== Exercise brief ==
Extract exactly the range of lines bounded by the line containing "Can you find the white ceiling?" and the final line of the listing, both ends included, and no other lines.

Image point annotation entries:
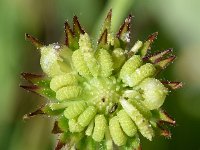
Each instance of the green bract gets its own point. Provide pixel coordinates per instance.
(102, 95)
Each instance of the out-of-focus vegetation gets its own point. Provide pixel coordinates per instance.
(177, 22)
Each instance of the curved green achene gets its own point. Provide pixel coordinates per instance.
(154, 93)
(116, 132)
(126, 123)
(74, 110)
(129, 67)
(99, 128)
(106, 63)
(68, 92)
(60, 81)
(105, 95)
(141, 122)
(51, 60)
(85, 118)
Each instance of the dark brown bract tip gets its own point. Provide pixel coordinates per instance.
(77, 29)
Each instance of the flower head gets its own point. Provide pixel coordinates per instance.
(102, 95)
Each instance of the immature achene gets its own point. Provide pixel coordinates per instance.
(102, 96)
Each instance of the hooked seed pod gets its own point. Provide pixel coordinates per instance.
(104, 95)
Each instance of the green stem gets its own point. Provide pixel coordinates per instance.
(120, 9)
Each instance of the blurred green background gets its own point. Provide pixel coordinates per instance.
(178, 24)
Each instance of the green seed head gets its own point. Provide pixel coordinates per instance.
(102, 95)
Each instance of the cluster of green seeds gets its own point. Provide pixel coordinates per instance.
(105, 95)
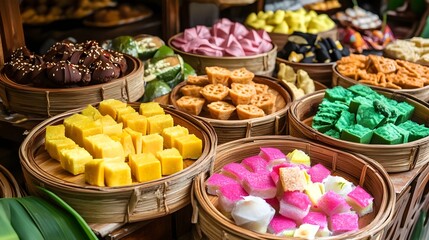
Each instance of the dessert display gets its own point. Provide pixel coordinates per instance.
(224, 38)
(285, 195)
(360, 114)
(224, 94)
(116, 145)
(383, 72)
(415, 50)
(65, 65)
(287, 21)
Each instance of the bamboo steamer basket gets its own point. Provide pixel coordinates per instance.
(48, 102)
(394, 158)
(260, 64)
(320, 72)
(280, 39)
(340, 80)
(232, 129)
(131, 203)
(212, 224)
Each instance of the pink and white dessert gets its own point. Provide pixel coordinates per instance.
(295, 205)
(318, 172)
(260, 185)
(344, 222)
(216, 180)
(282, 226)
(332, 203)
(229, 195)
(360, 201)
(253, 213)
(255, 164)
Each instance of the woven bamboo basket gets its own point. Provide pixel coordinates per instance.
(212, 224)
(340, 80)
(280, 39)
(320, 72)
(260, 64)
(52, 101)
(232, 129)
(136, 202)
(9, 187)
(394, 158)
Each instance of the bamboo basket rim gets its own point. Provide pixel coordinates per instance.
(250, 57)
(385, 213)
(208, 151)
(253, 121)
(320, 136)
(137, 64)
(409, 91)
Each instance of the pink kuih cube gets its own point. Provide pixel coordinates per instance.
(235, 171)
(281, 226)
(229, 195)
(318, 172)
(255, 164)
(260, 185)
(360, 200)
(215, 181)
(295, 205)
(344, 222)
(332, 203)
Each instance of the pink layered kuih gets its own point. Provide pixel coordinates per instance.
(229, 195)
(215, 181)
(255, 164)
(295, 205)
(318, 172)
(332, 203)
(260, 185)
(235, 171)
(360, 201)
(279, 225)
(344, 222)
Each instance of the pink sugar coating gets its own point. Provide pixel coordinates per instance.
(280, 223)
(360, 196)
(344, 222)
(270, 154)
(297, 199)
(255, 163)
(316, 218)
(318, 172)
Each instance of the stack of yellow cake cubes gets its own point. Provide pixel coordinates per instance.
(115, 145)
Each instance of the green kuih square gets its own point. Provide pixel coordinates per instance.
(338, 93)
(346, 119)
(333, 133)
(386, 134)
(357, 133)
(357, 101)
(368, 117)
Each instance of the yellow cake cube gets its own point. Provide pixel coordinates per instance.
(73, 160)
(91, 112)
(55, 131)
(137, 123)
(137, 139)
(189, 146)
(110, 106)
(54, 146)
(152, 143)
(157, 123)
(117, 174)
(94, 172)
(171, 161)
(145, 167)
(150, 109)
(171, 133)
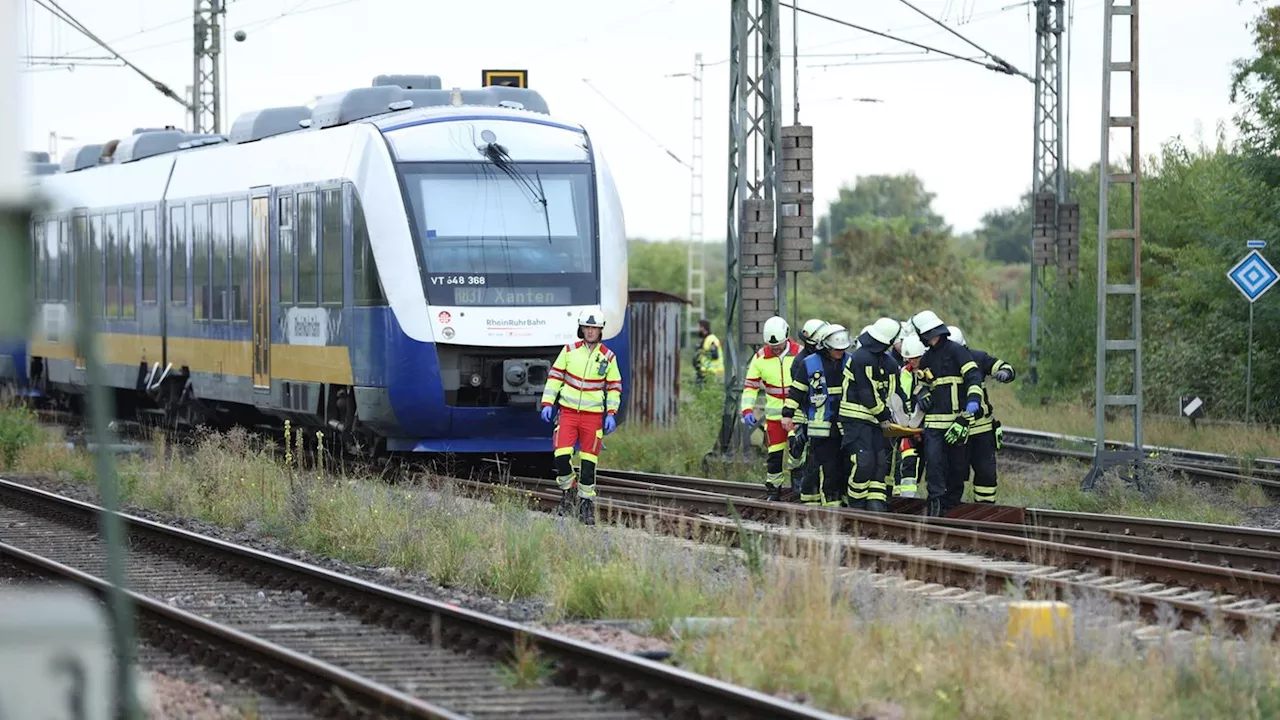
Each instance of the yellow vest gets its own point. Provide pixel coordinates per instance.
(705, 363)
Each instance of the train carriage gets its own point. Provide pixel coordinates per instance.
(397, 265)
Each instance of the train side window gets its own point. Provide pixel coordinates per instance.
(112, 247)
(240, 260)
(200, 260)
(178, 255)
(288, 249)
(94, 269)
(330, 246)
(220, 246)
(150, 259)
(39, 260)
(307, 249)
(369, 287)
(128, 265)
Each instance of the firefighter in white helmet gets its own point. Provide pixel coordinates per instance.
(799, 459)
(986, 436)
(771, 372)
(951, 397)
(864, 415)
(906, 413)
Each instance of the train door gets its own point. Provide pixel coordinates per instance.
(261, 287)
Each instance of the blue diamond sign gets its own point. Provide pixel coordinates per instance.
(1253, 276)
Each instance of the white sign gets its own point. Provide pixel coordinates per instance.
(306, 326)
(55, 656)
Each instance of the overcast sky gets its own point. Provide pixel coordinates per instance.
(965, 131)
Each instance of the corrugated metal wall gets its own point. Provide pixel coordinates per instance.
(654, 323)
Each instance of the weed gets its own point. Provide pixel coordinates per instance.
(526, 668)
(18, 429)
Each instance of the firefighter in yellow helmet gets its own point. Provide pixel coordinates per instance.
(586, 387)
(708, 359)
(771, 372)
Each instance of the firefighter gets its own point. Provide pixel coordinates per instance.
(816, 396)
(986, 434)
(708, 359)
(798, 438)
(586, 386)
(864, 415)
(951, 397)
(906, 413)
(771, 370)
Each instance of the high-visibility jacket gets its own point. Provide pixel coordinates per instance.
(585, 378)
(711, 356)
(772, 373)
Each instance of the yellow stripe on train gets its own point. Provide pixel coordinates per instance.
(305, 363)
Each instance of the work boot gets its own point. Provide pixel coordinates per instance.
(586, 511)
(566, 504)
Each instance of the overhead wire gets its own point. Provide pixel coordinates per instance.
(638, 126)
(995, 58)
(992, 65)
(58, 12)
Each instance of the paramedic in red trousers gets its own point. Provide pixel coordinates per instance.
(771, 372)
(588, 387)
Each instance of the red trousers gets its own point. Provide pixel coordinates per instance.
(585, 429)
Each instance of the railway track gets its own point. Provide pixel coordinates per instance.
(1226, 546)
(1206, 466)
(343, 647)
(979, 554)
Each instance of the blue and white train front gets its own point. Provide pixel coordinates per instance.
(516, 228)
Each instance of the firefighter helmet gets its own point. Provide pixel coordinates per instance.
(928, 326)
(590, 319)
(813, 329)
(836, 337)
(776, 331)
(886, 331)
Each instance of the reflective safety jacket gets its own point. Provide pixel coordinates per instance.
(816, 392)
(711, 360)
(771, 373)
(585, 379)
(868, 383)
(988, 364)
(951, 377)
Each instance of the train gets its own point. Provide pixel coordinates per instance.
(397, 265)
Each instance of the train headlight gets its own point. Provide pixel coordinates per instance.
(516, 376)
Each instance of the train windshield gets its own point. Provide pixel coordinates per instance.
(502, 232)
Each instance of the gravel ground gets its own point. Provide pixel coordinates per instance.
(519, 610)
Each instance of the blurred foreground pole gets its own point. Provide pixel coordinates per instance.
(16, 201)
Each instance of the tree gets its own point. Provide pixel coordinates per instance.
(885, 197)
(1006, 233)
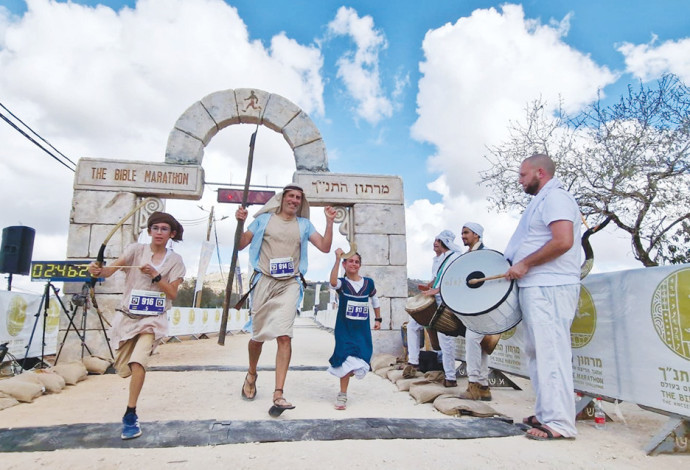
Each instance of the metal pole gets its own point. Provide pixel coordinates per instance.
(238, 235)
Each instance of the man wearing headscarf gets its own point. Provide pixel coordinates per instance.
(476, 348)
(153, 274)
(546, 264)
(277, 240)
(444, 247)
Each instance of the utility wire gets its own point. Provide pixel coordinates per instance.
(220, 264)
(34, 141)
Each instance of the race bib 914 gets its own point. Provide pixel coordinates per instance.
(282, 267)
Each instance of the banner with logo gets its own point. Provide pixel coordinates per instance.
(17, 318)
(183, 321)
(207, 249)
(630, 338)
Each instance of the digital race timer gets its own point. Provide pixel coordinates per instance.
(60, 271)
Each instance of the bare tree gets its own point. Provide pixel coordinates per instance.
(629, 161)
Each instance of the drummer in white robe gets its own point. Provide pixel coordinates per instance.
(445, 248)
(546, 264)
(476, 357)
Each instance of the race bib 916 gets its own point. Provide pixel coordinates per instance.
(144, 302)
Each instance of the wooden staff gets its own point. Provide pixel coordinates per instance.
(238, 235)
(482, 279)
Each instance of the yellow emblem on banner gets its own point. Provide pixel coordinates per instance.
(671, 312)
(508, 334)
(585, 321)
(16, 315)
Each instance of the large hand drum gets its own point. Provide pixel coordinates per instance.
(421, 307)
(488, 307)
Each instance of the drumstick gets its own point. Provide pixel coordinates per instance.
(482, 279)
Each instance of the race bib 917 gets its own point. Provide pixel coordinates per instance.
(357, 310)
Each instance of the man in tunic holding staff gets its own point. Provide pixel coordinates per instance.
(277, 241)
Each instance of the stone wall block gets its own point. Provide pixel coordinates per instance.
(279, 111)
(197, 122)
(398, 313)
(398, 250)
(251, 104)
(300, 131)
(391, 281)
(380, 218)
(120, 239)
(311, 156)
(103, 207)
(78, 237)
(183, 149)
(222, 107)
(373, 248)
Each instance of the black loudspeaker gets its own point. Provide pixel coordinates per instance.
(16, 250)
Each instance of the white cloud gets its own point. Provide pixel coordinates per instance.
(359, 70)
(649, 61)
(104, 84)
(480, 72)
(425, 220)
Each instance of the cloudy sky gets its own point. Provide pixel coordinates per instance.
(409, 88)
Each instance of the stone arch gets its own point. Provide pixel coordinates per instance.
(202, 120)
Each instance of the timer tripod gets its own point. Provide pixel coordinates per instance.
(44, 305)
(82, 300)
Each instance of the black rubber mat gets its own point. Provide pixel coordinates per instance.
(211, 432)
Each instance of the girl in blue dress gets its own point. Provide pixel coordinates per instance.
(353, 345)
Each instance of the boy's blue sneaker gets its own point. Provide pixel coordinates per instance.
(130, 426)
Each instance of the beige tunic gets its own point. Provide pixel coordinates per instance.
(274, 301)
(125, 327)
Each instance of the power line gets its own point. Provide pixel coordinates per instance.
(8, 121)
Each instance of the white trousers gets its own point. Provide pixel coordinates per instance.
(548, 313)
(477, 360)
(414, 332)
(448, 345)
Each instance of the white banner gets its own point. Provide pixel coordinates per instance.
(204, 260)
(630, 338)
(18, 314)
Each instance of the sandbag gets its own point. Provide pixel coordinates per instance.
(22, 390)
(425, 391)
(382, 360)
(383, 371)
(53, 382)
(7, 401)
(394, 375)
(435, 376)
(49, 380)
(30, 377)
(454, 406)
(72, 372)
(96, 364)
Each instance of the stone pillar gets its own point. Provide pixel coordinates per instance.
(378, 229)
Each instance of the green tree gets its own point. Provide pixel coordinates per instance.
(628, 162)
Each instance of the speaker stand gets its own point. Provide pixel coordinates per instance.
(44, 305)
(82, 300)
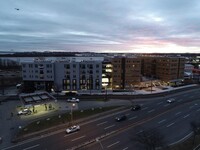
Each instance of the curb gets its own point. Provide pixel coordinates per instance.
(58, 127)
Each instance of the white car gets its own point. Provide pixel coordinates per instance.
(73, 129)
(25, 111)
(73, 100)
(171, 100)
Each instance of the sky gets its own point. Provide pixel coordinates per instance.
(135, 26)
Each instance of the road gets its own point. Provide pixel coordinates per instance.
(173, 120)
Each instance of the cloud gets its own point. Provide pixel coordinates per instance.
(99, 25)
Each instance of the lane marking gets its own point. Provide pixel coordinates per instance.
(101, 123)
(162, 121)
(140, 132)
(132, 118)
(78, 138)
(31, 147)
(70, 134)
(151, 110)
(144, 108)
(177, 113)
(159, 103)
(191, 107)
(109, 127)
(186, 116)
(179, 100)
(170, 125)
(112, 144)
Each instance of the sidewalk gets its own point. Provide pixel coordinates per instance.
(9, 125)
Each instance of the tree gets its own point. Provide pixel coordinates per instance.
(150, 139)
(195, 125)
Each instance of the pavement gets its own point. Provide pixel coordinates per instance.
(10, 122)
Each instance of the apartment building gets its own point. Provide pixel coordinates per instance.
(164, 68)
(126, 72)
(70, 74)
(38, 74)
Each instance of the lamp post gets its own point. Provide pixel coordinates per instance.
(97, 139)
(72, 106)
(105, 86)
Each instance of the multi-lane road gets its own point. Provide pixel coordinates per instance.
(172, 120)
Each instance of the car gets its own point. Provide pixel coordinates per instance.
(73, 100)
(135, 107)
(73, 129)
(24, 111)
(121, 118)
(171, 100)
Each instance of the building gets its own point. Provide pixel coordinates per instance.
(70, 74)
(168, 69)
(126, 72)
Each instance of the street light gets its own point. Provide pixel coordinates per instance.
(72, 106)
(105, 86)
(97, 139)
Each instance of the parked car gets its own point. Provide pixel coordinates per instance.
(135, 107)
(72, 129)
(73, 100)
(24, 111)
(121, 118)
(171, 100)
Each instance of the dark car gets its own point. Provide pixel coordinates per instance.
(135, 107)
(120, 118)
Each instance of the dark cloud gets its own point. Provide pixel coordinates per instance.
(100, 25)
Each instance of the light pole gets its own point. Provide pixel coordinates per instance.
(97, 139)
(72, 106)
(105, 86)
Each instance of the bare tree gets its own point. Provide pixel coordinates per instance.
(150, 139)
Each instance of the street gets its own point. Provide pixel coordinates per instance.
(173, 120)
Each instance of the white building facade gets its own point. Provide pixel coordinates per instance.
(69, 74)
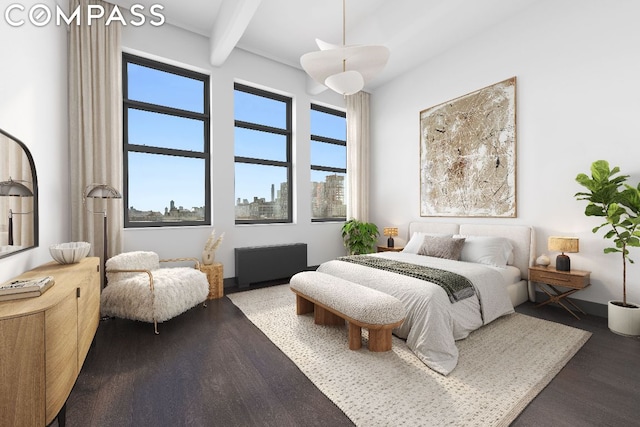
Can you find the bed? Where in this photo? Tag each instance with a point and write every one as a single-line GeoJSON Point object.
{"type": "Point", "coordinates": [435, 320]}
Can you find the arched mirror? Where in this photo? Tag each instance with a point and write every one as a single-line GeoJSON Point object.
{"type": "Point", "coordinates": [18, 197]}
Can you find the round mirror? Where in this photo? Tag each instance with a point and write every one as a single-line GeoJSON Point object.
{"type": "Point", "coordinates": [18, 197]}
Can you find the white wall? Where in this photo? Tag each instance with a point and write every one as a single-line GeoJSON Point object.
{"type": "Point", "coordinates": [173, 45]}
{"type": "Point", "coordinates": [33, 108]}
{"type": "Point", "coordinates": [578, 94]}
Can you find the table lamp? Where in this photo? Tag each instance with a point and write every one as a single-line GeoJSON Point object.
{"type": "Point", "coordinates": [391, 232]}
{"type": "Point", "coordinates": [563, 244]}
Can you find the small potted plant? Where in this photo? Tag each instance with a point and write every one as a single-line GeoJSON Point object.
{"type": "Point", "coordinates": [359, 237]}
{"type": "Point", "coordinates": [611, 198]}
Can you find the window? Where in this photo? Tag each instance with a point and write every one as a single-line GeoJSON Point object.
{"type": "Point", "coordinates": [166, 145]}
{"type": "Point", "coordinates": [262, 156]}
{"type": "Point", "coordinates": [328, 164]}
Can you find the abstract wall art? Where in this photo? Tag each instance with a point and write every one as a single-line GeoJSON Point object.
{"type": "Point", "coordinates": [468, 154]}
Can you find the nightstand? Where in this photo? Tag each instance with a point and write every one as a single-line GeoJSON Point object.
{"type": "Point", "coordinates": [547, 278]}
{"type": "Point", "coordinates": [388, 249]}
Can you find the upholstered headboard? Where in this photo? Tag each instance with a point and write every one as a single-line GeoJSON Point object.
{"type": "Point", "coordinates": [522, 237]}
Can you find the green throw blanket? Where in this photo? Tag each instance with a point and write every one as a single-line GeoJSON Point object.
{"type": "Point", "coordinates": [457, 287]}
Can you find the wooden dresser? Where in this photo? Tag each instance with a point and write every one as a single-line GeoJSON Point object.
{"type": "Point", "coordinates": [44, 342]}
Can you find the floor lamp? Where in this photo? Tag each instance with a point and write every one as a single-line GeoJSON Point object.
{"type": "Point", "coordinates": [101, 191]}
{"type": "Point", "coordinates": [14, 189]}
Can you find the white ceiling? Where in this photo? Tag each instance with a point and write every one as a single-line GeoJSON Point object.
{"type": "Point", "coordinates": [283, 30]}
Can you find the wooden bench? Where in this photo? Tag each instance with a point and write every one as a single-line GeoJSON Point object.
{"type": "Point", "coordinates": [334, 300]}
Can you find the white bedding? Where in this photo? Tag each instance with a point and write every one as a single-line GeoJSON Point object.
{"type": "Point", "coordinates": [433, 323]}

== Written answer ==
Can you find the white ceiling? Where in this photo? Tag each instance with a point and write every one as a single-line GeoJSON Point object.
{"type": "Point", "coordinates": [283, 30]}
Can you find the wooden bench? Where in this photo? Tag each instance with a point and write every one as a single-line GeoJSON Point object.
{"type": "Point", "coordinates": [334, 300]}
Can you find the white bedding? Where in this photo? Tag each instance with a point and write every one as a single-line GeoJSON Point object.
{"type": "Point", "coordinates": [433, 323]}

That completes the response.